- SOAL LATIHAN 1
Sebutkan semua nama orang yang muncul dalam kutipan teks tentang warga Kampung Susun Bayam di bawah ini.

TEMPO.CO, Jakarta - Suara doa bersama sayup terdengar dari dalam rumah susun (rusun) Kampung Susun Bayam di Papanggo, Tanjung Priok, Jakarta Utara, pada Senin malam lalu, 8 Januari 2024. Suasananya remang karena memang sejatinya rusun itu masih dikosongkan dari penghuni.
Sumber penerangan yang ada hanya datang dari mesin genset yang menderu-deru. Suaranya bersaing dengan mesin proyek pembangunan Jalan Penyeberangan Orang di Jakarta International Stadium (JIS). Suara iringan doa tersebut semakin sayup tatkala rangkaian kereta rel listrik melintas.
Setelah memasuki rusun, ternyata tak hanya lantunan doa yang bisa didengar. Ada juga seruan-seruan semangat. "Kampung Bayam..., " kata seseorang di antaranya yang segera disahuti yang lainnya, "Rumah kedua!" Beberapa kali juga terdengar seruan bersama untuk perlawanan.
Naik ke lantai dua kampung susun tampaklah sumber pekikan-pekikan itu. Sebanyak sekitar 30 warga, laki dan perempuan, dewasa dan anak-anak, berhimpun di selasar unit-unit hunian yang ada. Mereka menghamparkan karpet coklat meski tak sampai menjangkau seluruh luas lantainya.
Inilah kelompok warga eks Kampung Bayam yang telah menghuni paksa Kampung Susun warisan era Gubernur Anies Baswedan tersebut sejak akhir November lalu. Mengklaim menerima hak sebagai buah dari janji Anies, mereka nekat menerabas ketentuan perizinan dari pemerintahan DKI yang sekarang untuk bisa masuk dan tinggal di sana.
Dipandang ilegal, mereka pun harus tinggal tanpa suplai listrik, air, dan fasilitas lainnya. Tambahannya pula, warga kini harus berhadapan dengan aparat kepolisian yang pada Senin siang lalu memfasilitasi mediasi warga dengan PT Jakarta Propertindo (Jakpro) sebagai pemilik dan pengelola Kampung Susun Bayam.
Tampak luar Kampung Susun Bayam di area Jakarta International Stadium (JIS) di Tanjung Priok, Jakarta Utara, yang dihuni paksa oleh sebagian eks warga Kampung Bayam , Rabu 13 Desember 2023. Tempo/Mutia Yuantisya
Hasilnya dibahas bersama pada malam itu. Dan, dalam keterbatasan cahaya lampu yang ada, mereka bulat menolak mentah-mentah dua opsi yang ditawarkan Jakpro. "Kami sempat minta perjanjian kesepakatan atau MoU lalu, Pak Hikmat menjawab tidak bisa memutuskan," ujar Muhammad Furkon, Ketua Kelompok Tani Madani Kampung Bayam--identitas kelompok warga itu.

- DATA YANG DIBERIKAN
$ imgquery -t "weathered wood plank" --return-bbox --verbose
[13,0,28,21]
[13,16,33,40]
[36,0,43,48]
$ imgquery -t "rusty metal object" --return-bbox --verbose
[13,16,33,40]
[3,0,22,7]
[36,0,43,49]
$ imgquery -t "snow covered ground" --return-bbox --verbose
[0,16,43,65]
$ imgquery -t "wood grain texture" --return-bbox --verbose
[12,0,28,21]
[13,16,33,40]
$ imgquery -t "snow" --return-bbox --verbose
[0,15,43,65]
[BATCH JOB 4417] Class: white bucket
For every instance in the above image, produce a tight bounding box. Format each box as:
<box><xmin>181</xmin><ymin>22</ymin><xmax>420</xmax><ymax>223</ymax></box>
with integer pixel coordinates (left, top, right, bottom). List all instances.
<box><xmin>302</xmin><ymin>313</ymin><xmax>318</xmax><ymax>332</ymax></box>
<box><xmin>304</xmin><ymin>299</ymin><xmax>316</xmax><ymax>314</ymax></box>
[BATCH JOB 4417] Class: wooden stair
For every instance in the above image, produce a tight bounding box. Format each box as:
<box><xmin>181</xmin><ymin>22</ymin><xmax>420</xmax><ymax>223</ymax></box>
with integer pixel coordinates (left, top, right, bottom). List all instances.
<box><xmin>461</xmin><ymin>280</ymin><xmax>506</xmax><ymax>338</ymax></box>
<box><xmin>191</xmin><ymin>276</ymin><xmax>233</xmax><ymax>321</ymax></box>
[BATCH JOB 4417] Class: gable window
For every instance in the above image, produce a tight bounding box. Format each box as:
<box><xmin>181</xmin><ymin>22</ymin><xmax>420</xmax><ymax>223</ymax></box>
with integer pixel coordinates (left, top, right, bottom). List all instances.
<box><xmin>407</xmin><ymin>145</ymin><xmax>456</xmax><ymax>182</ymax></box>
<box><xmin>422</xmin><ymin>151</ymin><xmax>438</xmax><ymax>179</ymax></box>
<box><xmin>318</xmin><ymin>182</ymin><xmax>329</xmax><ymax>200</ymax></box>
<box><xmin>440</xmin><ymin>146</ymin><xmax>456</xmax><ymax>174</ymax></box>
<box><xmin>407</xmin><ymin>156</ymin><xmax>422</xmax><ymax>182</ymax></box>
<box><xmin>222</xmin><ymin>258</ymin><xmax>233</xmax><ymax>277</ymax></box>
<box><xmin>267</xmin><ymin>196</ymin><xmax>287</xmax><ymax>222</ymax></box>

- SOAL LATIHAN 2
Tuliskan ulang seluruh baris data pada Blok 1 di atas sebagai daftar bernomor, tanpa menyertakan baris kosong.

- HASIL LATIHAN 1
1. Anies Baswedan
2. Hikmat
3. Muhammad Furkon
4. Mutia Yuantisya

- HASIL LATIHAN 2
1. $ imgquery -t "weathered wood plank" --return-bbox --verbose
2. [13,0,28,21]
3. [13,16,33,40]
4. [36,0,43,48]
5. $ imgquery -t "rusty metal object" --return-bbox --verbose
6. [13,16,33,40]
7. [3,0,22,7]
8. [36,0,43,49]
9. $ imgquery -t "snow covered ground" --return-bbox --verbose
10. [0,16,43,65]
11. $ imgquery -t "wood grain texture" --return-bbox --verbose
12. [12,0,28,21]
13. [13,16,33,40]
14. $ imgquery -t "snow" --return-bbox --verbose
15. [0,15,43,65]
16. [BATCH JOB 4417] Class: white bucket
17. For every instance in the above image, produce a tight bounding box. Format each box as:
18. <box><xmin>181</xmin><ymin>22</ymin><xmax>420</xmax><ymax>223</ymax></box>
19. with integer pixel coordinates (left, top, right, bottom). List all instances.
20. <box><xmin>302</xmin><ymin>313</ymin><xmax>318</xmax><ymax>332</ymax></box>
21. <box><xmin>304</xmin><ymin>299</ymin><xmax>316</xmax><ymax>314</ymax></box>
22. [BATCH JOB 4417] Class: wooden stair
23. For every instance in the above image, produce a tight bounding box. Format each box as:
24. <box><xmin>181</xmin><ymin>22</ymin><xmax>420</xmax><ymax>223</ymax></box>
25. with integer pixel coordinates (left, top, right, bottom). List all instances.
26. <box><xmin>461</xmin><ymin>280</ymin><xmax>506</xmax><ymax>338</ymax></box>
27. <box><xmin>191</xmin><ymin>276</ymin><xmax>233</xmax><ymax>321</ymax></box>
28. [BATCH JOB 4417] Class: gable window
29. For every instance in the above image, produce a tight bounding box. Format each box as:
30. <box><xmin>181</xmin><ymin>22</ymin><xmax>420</xmax><ymax>223</ymax></box>
31. with integer pixel coordinates (left, top, right, bottom). List all instances.
32. <box><xmin>407</xmin><ymin>145</ymin><xmax>456</xmax><ymax>182</ymax></box>
33. <box><xmin>422</xmin><ymin>151</ymin><xmax>438</xmax><ymax>179</ymax></box>
34. <box><xmin>318</xmin><ymin>182</ymin><xmax>329</xmax><ymax>200</ymax></box>
35. <box><xmin>440</xmin><ymin>146</ymin><xmax>456</xmax><ymax>174</ymax></box>
36. <box><xmin>407</xmin><ymin>156</ymin><xmax>422</xmax><ymax>182</ymax></box>
37. <box><xmin>222</xmin><ymin>258</ymin><xmax>233</xmax><ymax>277</ymax></box>
38. <box><xmin>267</xmin><ymin>196</ymin><xmax>287</xmax><ymax>222</ymax></box>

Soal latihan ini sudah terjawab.